- [What to produce]: Render all of the material below as a numbered list, omitting any blank lines and leaving the pictures out.

- [Stored records]:
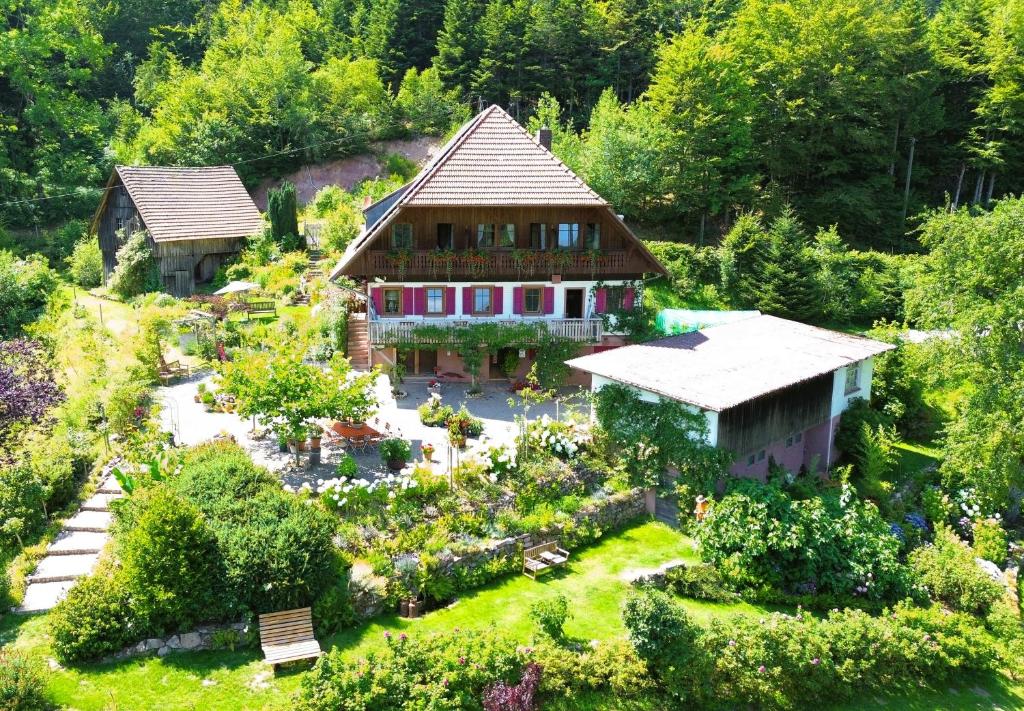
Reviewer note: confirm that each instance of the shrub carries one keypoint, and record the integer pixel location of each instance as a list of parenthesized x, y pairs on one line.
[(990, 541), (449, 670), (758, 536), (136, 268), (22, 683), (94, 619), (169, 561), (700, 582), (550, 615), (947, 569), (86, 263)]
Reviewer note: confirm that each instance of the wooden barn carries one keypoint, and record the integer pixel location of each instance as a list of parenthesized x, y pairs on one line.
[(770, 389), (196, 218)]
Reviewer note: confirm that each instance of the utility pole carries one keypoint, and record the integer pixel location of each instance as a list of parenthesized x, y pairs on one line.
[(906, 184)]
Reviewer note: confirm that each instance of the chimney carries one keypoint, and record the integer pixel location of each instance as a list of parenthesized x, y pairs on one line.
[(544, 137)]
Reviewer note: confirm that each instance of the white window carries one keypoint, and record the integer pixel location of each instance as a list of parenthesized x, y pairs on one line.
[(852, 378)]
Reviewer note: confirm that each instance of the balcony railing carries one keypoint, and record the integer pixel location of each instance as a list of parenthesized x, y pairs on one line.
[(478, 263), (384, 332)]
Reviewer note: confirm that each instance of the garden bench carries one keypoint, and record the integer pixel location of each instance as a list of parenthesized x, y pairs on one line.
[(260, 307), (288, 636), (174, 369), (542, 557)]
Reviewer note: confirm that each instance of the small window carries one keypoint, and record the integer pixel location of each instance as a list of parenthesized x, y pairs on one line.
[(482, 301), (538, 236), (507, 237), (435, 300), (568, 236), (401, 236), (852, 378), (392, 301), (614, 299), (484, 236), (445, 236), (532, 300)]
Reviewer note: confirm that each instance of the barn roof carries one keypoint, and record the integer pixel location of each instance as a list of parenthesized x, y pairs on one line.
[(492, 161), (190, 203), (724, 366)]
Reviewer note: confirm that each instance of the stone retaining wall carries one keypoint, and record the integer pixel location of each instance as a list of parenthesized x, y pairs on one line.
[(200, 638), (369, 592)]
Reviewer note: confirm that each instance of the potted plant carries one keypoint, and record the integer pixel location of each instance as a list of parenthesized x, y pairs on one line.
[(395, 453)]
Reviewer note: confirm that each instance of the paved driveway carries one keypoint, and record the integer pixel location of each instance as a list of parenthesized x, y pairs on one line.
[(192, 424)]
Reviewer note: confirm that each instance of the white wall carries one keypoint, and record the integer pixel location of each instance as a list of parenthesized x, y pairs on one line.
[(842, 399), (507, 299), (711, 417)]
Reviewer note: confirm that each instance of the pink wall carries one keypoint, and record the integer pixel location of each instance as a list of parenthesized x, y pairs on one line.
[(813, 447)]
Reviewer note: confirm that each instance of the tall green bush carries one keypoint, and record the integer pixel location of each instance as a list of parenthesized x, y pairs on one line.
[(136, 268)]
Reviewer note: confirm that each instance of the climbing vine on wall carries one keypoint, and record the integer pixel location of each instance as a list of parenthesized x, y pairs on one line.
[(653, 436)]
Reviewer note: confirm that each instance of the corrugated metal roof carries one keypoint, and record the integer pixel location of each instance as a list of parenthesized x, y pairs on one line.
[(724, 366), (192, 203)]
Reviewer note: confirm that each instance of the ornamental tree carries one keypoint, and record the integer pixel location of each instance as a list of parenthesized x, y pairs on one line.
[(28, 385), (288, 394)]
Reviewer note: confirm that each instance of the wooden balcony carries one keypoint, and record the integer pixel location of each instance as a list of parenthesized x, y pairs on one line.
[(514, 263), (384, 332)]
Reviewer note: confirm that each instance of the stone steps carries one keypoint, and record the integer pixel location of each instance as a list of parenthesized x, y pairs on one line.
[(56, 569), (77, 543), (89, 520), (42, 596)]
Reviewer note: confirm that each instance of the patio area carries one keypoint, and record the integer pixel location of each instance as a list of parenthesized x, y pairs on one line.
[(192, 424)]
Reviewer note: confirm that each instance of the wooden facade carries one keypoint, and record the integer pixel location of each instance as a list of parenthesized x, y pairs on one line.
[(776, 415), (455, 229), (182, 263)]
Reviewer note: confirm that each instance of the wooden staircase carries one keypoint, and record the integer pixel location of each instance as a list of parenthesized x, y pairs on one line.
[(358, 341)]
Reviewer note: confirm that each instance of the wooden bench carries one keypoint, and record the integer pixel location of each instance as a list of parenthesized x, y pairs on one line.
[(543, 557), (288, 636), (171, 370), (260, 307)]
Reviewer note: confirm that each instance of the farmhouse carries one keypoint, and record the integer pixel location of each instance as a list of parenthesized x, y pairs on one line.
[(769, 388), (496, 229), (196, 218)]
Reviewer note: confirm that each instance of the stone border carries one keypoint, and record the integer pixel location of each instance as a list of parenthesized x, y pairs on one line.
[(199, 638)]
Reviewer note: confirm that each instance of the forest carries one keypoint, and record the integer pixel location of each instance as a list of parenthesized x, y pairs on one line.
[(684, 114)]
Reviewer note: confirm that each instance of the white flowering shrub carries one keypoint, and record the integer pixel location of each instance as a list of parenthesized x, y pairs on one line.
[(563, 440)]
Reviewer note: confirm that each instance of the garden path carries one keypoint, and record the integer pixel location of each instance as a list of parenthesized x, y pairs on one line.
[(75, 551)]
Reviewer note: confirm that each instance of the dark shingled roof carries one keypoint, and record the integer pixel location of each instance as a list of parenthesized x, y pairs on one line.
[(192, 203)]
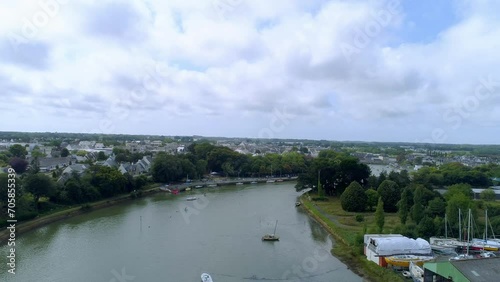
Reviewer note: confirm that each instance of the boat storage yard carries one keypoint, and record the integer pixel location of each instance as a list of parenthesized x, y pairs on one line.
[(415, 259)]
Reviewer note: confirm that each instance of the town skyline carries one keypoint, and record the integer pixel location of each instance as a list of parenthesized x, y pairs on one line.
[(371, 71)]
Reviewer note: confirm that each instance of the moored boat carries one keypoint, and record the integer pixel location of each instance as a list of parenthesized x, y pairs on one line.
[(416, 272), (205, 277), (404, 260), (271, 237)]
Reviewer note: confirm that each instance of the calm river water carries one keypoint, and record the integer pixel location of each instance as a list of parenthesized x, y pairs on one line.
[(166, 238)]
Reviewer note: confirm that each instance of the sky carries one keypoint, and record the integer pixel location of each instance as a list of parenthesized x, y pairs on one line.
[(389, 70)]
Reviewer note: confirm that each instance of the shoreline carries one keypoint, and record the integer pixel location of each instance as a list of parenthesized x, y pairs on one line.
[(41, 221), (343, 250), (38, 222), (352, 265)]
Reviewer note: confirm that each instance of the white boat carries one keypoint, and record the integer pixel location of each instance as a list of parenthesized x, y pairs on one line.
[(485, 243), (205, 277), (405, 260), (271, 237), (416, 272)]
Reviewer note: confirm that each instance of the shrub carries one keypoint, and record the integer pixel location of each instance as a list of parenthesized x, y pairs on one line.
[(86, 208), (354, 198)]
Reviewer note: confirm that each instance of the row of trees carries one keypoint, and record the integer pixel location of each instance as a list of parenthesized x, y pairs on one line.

- [Solution to the problem]:
1. Reviewer note: confirm that each instance of the shrub carries one keypoint, and record the integer pixel location of each instance as a list of parenthesized x, y pairs on one line.
2. [(990, 541), (449, 670), (758, 536), (136, 268), (22, 683), (94, 619), (169, 561), (700, 582), (550, 615), (947, 569), (86, 263)]
3. Reviewer note: confirm that each instance of the wooden barn carries one keypoint, and record the integer pixel location of each instance as a list of parenthesized x, y pairs on one line.
4. [(770, 389), (196, 218)]
5. Reviewer note: confirm that each instance of the utility pole carries one keypoint, and record the integer pixel location of each instance as a list of parenthesized x, y pairs on one line.
6. [(906, 184)]
7. Reviewer note: confirm that each instance of the chimney carries one keypoint, and record the integer pixel location of each instance as a list of parenthesized x, y pairs on one line.
8. [(544, 137)]
9. Reviewer note: confirm that each instance of the white window carries one keypoint, and record the integer pixel location of each instance as a list of parenthesized x, y pairs on one line.
10. [(852, 378)]
11. Reviewer note: confirm that each instance of the balcony railing carries one keypoint, and record the integer pixel location of each instance as a list of parenthesized x, y pairs on one line.
12. [(478, 263), (384, 332)]
13. Reviewer note: confirm that each instance of the garden bench carries one keypoint, and record the integer pixel location of each instance as a list of parenthesized x, y pairs on one line.
14. [(260, 307), (288, 636), (174, 369), (542, 557)]
15. Reviewer note: confirm that each instance of the small window carries one keypoint, and record the integer pixel location of each instance as a list of parenthesized x, y pairs on one line.
16. [(482, 301), (538, 236), (507, 237), (435, 300), (568, 236), (401, 236), (852, 378), (392, 301), (614, 299), (484, 236), (445, 236), (532, 300)]
17. Reviewer note: confirm that each instance of the barn roof carries one keypoint, and record the integer pixel location of each instance as a list of parenthesized x, y pairs on one line.
18. [(492, 161), (190, 203), (724, 366)]
19. Reviewer note: confirm that each instance of the stone retaining wall carries one keypoint, and record the integer pixel location of each instance as a list of parenthesized x, y pairs on one line.
20. [(200, 638), (369, 592)]
21. Reviewer note: confirm that each instance of the potted plant carries one keypoint, and record the integer pixel location of each instance as a list of parenthesized x, y pairs on one line.
22. [(395, 453)]
23. Reviewer note: confirm that each instance of the paved driveway carries one keypoint, and record the integer pixel location of each instance as a list of parenthesized x, y pairs on one line.
24. [(192, 424)]
25. Reviewer note: confirm that each instance of the white wall carries one keypoint, and record the integer pixel location of each instance as a list of parenthesized x, y pairs on one line.
26. [(842, 399), (507, 299), (711, 417)]
27. Reviewer note: confirm that each instance of the pink wall carries one keypoint, and record the integer pixel location of each instance as a list of parenthesized x, y pairs on one line.
28. [(813, 447)]
29. Reviewer note: confirm that each instance of the tall green bush carries one keypoint, and record the integer pixel location of each instance as a list of parenthesized x, y pairs on one line.
30. [(136, 268)]
31. Reviewer note: confirm that each instance of the climbing vine on wall carries one keypoint, and record the integer pixel location of each instance as a list of parenthesized x, y pairs on one line.
32. [(653, 436)]
33. Reviewer note: confirm that each instance of the corrugated metal roof carries one keypoint, and record the integer pixel location of each instance as a list of parenthesized x, y pairs on one line.
34. [(724, 366), (192, 203)]
35. Reviewer note: confirm that each instance of the ornamental tree carries one keypoint, and record the integer pixel location of each instance as a list of parenthesized x, y pairs on one line.
36. [(28, 385), (288, 394)]
37. Reviewer note: confirm that each instance of the wooden balcony carries one keypoint, and record the integer pixel location of each instance as a list of parenthesized x, y pairs on one line.
38. [(514, 263), (384, 332)]
39. Reviewer note: confirm that each instance of the stone steps carries one keypoint, and record the integer pixel location of each instance as a list of parenthesized x, y pairs on one line.
40. [(56, 569), (77, 543), (89, 520), (42, 596)]
41. Reviewer note: confirm that each instance of the patio area carries one keypoint, and record the integer pixel location of each instance as a list of parenthesized x, y pairs on one line.
42. [(192, 424)]
43. Reviewer note: confirm that each instance of the wooden facade carries one keypoint, and record the integer pixel location of each instance as a list of parenthesized x, y pairs on one line.
44. [(776, 415), (455, 229), (182, 263)]
45. Reviewer note: confirm that each instance of the wooden staircase carries one keypoint, and record the integer pixel location of each instance as a list of parenthesized x, y pairs on one line.
46. [(358, 341)]
47. Reviewer note: confirm that each instance of the wooden bench carries one keypoint, and record the integer pixel location of each instance as a list of parenthesized x, y pairs on one line.
48. [(543, 557), (288, 636), (171, 370), (260, 307)]
49. Reviewer note: confirm that each instance of the farmhouse carries one keypoint, and record the integer pixel location of each instance as a list of parenthesized x, y pairs on one line.
50. [(769, 388), (496, 229), (196, 218)]
51. Reviewer note: confirm that each instance of the stone border carries one keypoint, and record the integer pixel location of each instance as a list of parenthesized x, y pairs on one line.
52. [(199, 638)]
53. Reviewer note: confirm that each instance of the forest carries one keypoint, and record the integer pixel location of each instance as a list of parenthesized x, y pairs on one line.
54. [(684, 114)]
55. Reviewer note: confirm that each instance of the white flowering shrub carries one keypoint, and record the integer pixel location of each instance as a list of parenthesized x, y pairs on one line.
56. [(563, 440)]
57. Reviewer note: confirm that each instance of the garden path carries one keypoint, and record the integer pixel location of each instance as a list of parenthesized x, y pairs on one line.
58. [(75, 551)]
59. Reviewer note: confirm that each instance of the dark shingled roof carries one keypoint, and record the integer pixel location of each instance as a list of parenthesized x, y pairs on one line.
60. [(192, 203)]
61. Reviewer note: confirm that each instance of the boat storage yard carries one keypoint, and record the integer pixel location of each instance as a list of parenthesized x, y pairs on one line.
62. [(415, 259)]
63. Reviewer note: confirm that each instance of the town skyline carries one keypoint, and record the integer pixel location of each instance as a list of parenthesized x, y pairs on one line.
64. [(371, 71)]
65. Reviewer note: confirm that each instance of the moored boat carries one keypoint, and record the integer pixel location of each instance as a list of parenthesized x, y pairs on one line.
66. [(416, 272), (205, 277), (404, 260), (271, 237)]
67. Reviewer note: confirm that each instance of the calm river water carries one keypoint, and record the integer pixel location of each instance as a list of parenthesized x, y pairs on one line.
68. [(166, 238)]
69. Reviewer note: confirm that each instance of the sky carries one keypoint, and record the integer pixel location of each instance as a list of parenthesized x, y pairs on one line.
70. [(389, 70)]
71. Reviewer note: confirm that each instance of the shoreline carries one keypoint, and record the integer pixel location of each instance as a list of parenthesized x, y pairs on one line.
72. [(41, 221), (343, 250), (38, 222), (352, 265)]
73. Reviewer note: confirm that each instance of the white boat carries one keypoint, and record the integer pixel location of each instance as a list of parenthesized x, y pairs on one line.
74. [(485, 243), (205, 277), (405, 260), (271, 237), (416, 272)]
75. Reviewer note: confirm that each instance of the shrub carries one keypoint, and record the integer pixel location of each instance as a list of parenthesized x, y pairs on one line.
76. [(86, 208), (354, 198)]
77. Reviewer note: confirm that each instance of the row of trees carries one keypoint, and record the integer pixel location of each instance as a list of parenthesized x, y pairs on one line.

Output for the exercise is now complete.